Читаем Мемуары наполеоновского гренадера полностью

Я бросился к русскому офицеру, который успел выбраться из-под лошади и пытался спастись, перескочив через забор, но какой-то русский солдат, оказавшийся на моем пути, остановился и выстрелил в меня, но его ружье дало осечку, в противном случае мне был бы конец. Однако, мой противник, вообразив, что я тяжело ранен, спокойно перезаряжал своё ружье. Адъютант – майор Рустан бросился ко мне и, схватив меня за руку, сказал:


– Мой бедный Бургонь, вы ранены?

– Нет, – отвечал я.

– Тогда, – сказал он, – не промахнитесь!

Я думал так же и, не дав русскому времени снова зарядить ружье, я выстрелил в него. Смертельно раненый, он упал не сразу, он пошатнулся, глядя на меня, и тогда уже рухнул на лошадь офицера, лежавшую у самого забора. Адъютант – майор добил его саблей. Между тем я вернулся к полковнику, который так изнемог от усталости, что был не в силах командовать. Возле него оставался только один сапёр. Адъютант – майор пришёл с окровавленной саблей, сообщив, что был вынужден расчищать себе дорогу саблей, и был ранен штыком в бедро. В эту минуту сапёру, поддерживавшему полковника, пуля попала в грудь. Полковник спросил его:

– Сапёр, вы ранены?

– Да, сир, – отвечал тот, взял руку полковника и показал ему рану, вложив его палец в отверстие от пули.

– В таком случае уходите.

Но сапёр возразил, что у него ещё остались силы, чтобы поддержать его, или умереть вместе с ним, если понадобится.

– И в самом деле, – заметил адъютант, – куда ему идти, когда враг кругом? Мы не знаем, где мы, придётся ждать рассвета, продолжая сражаться.

Мы действительно потеряли всякое представление о местности, ослеплённые ярким светом пожаров.

Через пять минут после того, как ранило сапёра, заблокированные в усадьбе русские, видя, что им угрожает опасность сгореть живьём, решили сдаться. Один раненый унтер-офицер под градом пуль явился к нам с предложением о сдаче. Тогда адъютант – майор послал меня с приказанием прекратить огонь.

– Прекратить огонь? – переспросил один из наших раненых, – пусть кто хочет, прекращает, а поскольку я ранен и, вероятно, скоро умру, то не перестану стрелять, пока у меня есть патроны!

И он продолжал стрелять, сидя в снегу, окрашенном его кровью, да ещё просил патронов у своих товарищей.

СОХРАНЁННЫЕ СТРОКИ:

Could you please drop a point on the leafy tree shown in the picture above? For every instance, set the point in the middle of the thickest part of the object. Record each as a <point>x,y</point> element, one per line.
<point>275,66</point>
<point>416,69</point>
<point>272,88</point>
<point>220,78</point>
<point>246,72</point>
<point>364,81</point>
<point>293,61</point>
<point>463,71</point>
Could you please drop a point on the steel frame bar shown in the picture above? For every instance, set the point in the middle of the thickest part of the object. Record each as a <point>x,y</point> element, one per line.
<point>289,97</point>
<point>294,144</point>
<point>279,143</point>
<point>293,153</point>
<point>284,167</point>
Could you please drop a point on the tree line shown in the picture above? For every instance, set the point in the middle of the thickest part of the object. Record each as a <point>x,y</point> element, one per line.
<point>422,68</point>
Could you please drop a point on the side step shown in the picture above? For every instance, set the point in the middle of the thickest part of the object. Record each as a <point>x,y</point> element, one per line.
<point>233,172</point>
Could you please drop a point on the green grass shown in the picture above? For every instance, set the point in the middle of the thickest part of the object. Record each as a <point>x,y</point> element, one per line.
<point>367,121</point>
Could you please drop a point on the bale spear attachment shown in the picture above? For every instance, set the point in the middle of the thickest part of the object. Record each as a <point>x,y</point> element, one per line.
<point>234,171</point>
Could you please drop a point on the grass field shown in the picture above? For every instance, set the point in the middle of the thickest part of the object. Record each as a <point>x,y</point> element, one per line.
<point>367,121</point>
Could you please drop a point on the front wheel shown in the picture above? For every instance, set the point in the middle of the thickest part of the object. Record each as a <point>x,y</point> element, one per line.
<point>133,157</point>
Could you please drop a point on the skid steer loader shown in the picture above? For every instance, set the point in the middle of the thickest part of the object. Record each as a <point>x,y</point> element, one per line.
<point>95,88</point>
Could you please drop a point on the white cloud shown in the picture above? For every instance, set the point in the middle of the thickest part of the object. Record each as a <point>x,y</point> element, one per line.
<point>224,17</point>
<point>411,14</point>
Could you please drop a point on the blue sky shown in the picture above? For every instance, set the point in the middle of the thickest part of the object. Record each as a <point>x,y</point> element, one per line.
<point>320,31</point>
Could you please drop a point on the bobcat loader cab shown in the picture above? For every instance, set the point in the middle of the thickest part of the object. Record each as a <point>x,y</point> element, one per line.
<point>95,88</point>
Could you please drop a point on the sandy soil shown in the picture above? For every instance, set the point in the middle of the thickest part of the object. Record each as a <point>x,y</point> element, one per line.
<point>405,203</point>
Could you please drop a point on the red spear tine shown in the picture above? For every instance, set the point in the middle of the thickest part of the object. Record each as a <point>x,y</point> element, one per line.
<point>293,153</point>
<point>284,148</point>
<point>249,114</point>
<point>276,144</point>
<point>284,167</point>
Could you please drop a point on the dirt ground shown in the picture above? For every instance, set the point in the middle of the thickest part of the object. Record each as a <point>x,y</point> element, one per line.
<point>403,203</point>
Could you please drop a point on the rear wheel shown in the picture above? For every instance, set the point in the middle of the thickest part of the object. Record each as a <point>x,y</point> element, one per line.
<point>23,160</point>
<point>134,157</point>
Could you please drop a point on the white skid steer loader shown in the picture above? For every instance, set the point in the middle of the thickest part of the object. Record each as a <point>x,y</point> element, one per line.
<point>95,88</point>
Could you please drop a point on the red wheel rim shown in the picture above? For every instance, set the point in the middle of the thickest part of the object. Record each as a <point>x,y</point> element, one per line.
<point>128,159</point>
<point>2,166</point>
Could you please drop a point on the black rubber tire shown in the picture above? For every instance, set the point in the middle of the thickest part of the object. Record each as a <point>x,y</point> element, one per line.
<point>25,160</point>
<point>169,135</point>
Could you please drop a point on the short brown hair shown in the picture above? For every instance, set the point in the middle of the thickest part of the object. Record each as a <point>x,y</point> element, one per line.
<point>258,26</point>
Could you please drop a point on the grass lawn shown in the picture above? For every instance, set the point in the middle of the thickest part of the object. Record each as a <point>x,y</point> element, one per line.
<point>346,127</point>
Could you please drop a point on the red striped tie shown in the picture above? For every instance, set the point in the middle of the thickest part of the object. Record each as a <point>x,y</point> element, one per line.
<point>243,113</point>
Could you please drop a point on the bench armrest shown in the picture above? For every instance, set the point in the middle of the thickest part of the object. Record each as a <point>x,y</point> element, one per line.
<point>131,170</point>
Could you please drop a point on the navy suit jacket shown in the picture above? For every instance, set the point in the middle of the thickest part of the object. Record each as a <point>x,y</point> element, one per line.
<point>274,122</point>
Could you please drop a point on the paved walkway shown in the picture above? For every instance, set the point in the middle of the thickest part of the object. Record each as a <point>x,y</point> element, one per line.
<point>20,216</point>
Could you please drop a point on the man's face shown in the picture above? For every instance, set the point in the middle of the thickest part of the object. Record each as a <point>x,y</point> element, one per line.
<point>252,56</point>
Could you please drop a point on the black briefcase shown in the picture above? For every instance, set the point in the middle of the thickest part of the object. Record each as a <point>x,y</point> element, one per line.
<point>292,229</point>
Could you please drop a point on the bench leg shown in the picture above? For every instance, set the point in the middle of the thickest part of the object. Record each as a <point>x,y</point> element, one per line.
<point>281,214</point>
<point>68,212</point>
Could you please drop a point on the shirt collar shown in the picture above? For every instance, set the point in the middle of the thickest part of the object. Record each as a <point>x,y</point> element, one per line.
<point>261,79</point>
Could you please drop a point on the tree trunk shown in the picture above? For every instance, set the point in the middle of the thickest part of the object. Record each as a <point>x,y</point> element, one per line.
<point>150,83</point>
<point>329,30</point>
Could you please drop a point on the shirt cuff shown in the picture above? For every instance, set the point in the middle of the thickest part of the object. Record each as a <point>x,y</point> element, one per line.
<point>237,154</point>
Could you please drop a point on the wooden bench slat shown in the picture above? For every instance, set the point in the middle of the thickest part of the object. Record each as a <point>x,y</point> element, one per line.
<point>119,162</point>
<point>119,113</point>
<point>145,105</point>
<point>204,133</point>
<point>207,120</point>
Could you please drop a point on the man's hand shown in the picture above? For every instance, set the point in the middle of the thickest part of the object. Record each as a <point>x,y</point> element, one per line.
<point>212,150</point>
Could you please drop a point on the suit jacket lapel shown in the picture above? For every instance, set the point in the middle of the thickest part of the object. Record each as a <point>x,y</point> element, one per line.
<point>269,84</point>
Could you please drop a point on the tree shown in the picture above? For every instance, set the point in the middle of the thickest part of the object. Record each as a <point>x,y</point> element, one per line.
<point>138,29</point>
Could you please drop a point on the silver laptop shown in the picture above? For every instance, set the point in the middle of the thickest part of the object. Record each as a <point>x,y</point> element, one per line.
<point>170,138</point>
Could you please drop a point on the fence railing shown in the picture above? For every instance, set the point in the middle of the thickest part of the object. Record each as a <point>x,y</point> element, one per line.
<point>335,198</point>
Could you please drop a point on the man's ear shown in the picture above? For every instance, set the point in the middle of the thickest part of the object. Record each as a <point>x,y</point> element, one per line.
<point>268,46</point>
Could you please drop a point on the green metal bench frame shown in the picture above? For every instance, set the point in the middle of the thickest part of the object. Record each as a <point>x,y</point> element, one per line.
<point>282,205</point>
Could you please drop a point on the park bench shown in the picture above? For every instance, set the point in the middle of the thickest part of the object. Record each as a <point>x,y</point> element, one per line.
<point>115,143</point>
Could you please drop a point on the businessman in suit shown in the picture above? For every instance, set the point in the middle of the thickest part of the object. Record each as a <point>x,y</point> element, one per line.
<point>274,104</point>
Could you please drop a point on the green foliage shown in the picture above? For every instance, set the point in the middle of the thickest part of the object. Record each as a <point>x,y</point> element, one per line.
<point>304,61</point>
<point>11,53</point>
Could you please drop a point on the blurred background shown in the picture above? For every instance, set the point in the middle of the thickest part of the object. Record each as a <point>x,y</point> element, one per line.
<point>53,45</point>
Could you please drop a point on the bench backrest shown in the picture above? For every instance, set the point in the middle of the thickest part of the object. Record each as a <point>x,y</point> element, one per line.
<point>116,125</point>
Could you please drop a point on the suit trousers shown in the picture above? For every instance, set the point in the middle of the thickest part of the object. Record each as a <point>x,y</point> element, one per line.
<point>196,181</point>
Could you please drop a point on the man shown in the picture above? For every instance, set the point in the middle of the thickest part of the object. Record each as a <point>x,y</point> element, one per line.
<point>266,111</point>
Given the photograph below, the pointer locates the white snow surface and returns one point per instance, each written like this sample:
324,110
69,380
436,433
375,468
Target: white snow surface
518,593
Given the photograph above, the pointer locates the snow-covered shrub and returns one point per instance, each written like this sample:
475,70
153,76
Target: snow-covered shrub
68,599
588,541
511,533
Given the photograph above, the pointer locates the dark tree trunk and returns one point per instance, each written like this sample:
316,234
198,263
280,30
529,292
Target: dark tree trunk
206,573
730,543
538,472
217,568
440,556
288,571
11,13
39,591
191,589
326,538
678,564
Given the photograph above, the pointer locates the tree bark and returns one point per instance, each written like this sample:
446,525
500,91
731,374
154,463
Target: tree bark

ЗАДАНИЕ 1: Какую рану получил адъютант-майор Рустан в отрывке из мемуаров наполеоновского гренадера?
ЗАДАНИЕ 2: Напишите продолжение отрывка из мемуаров наполеоновского гренадера, начиная сразу после его последнего предложения.

ИТОГОВЫЙ ОТВЕТ 1: Его ранили штыком в бедро.

ИТОГОВЫЙ ОТВЕТ 2:
Адъютант – майор, видя, что его приказание не исполняется, подошёл сам, с личным приказом полковника. Но наши солдаты ничего не желали слушать и продолжали стрелять. Русские, потеряв надежду на спасение и, вероятно, не имея патронов, пытались группами выйти из дома, где они засели и где их уже начало припекать, но наши солдаты гнали их обратно. Чуть позже русские сделали новую попытку, но едва успели несколько человек выскочить во двор, как всё здание рухнуло, и в нём погибло более сорока человек. Впрочем, тех, что успели выскочить, постигла та же участь.

После этого эпизода мы подобрали своих раненых и сомкнулись вокруг полковника, с оружием наготове. Всё время вокруг нас слышались ружейные выстрелы, крики раненых, стоны умирающих. Нет ничего страшнее ночного боя, когда часто случаются роковые ошибки.

Так прошла ночь. Когда рассвело, мы смогли осмотреться и увидеть итоги сражения – всё окружающее пространство было усеяно убитыми и ранеными. Я нашёл и того солдата, который чуть не убил меня: он ещё не умер. Я уложил его подальше от белой лошади русского офицера. Все дома деревни, где мы находились (Кутьково на Мерее[44]), а также русский лагерь, были заполнены обгоревшими трупами. У нашего батальонного командира, Жиле, пулей раздробило бедро, и он умер от раны несколько дней спустя. Стрелки и вольтижёры понесли ещё большие, чем мы, потери.

Утром я встретил капитана Дебонне, своего земляка, командира роты. Он пришёл узнать, все ли со мной в порядке, и рассказать, что он лишился целой трети своей роты, а ещё су-лейтенанта и сержанта-майора.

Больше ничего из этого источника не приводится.